EXERCISE BRIEF
Report how many lines of the entries below contain the word "like", and nothing more.

INFORMATION

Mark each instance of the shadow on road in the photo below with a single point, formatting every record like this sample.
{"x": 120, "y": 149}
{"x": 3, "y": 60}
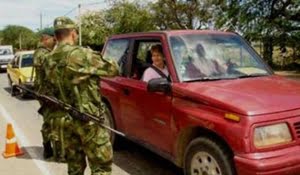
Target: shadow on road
{"x": 132, "y": 158}
{"x": 137, "y": 160}
{"x": 19, "y": 97}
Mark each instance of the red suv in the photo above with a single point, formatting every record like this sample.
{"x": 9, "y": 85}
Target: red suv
{"x": 219, "y": 111}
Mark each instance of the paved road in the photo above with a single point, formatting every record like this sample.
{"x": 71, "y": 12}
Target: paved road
{"x": 130, "y": 159}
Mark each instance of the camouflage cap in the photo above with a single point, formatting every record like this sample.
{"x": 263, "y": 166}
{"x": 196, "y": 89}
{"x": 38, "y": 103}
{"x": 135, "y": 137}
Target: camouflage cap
{"x": 63, "y": 23}
{"x": 47, "y": 31}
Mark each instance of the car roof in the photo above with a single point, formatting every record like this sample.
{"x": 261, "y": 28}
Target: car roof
{"x": 25, "y": 52}
{"x": 170, "y": 33}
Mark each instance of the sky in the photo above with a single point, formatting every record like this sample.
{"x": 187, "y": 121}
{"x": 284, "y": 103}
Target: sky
{"x": 27, "y": 12}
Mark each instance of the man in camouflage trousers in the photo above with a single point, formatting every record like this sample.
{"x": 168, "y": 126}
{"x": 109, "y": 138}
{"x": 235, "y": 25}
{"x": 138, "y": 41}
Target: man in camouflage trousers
{"x": 75, "y": 73}
{"x": 45, "y": 46}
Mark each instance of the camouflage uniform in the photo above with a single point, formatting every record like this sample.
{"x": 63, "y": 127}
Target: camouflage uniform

EXERCISE SOLUTION
8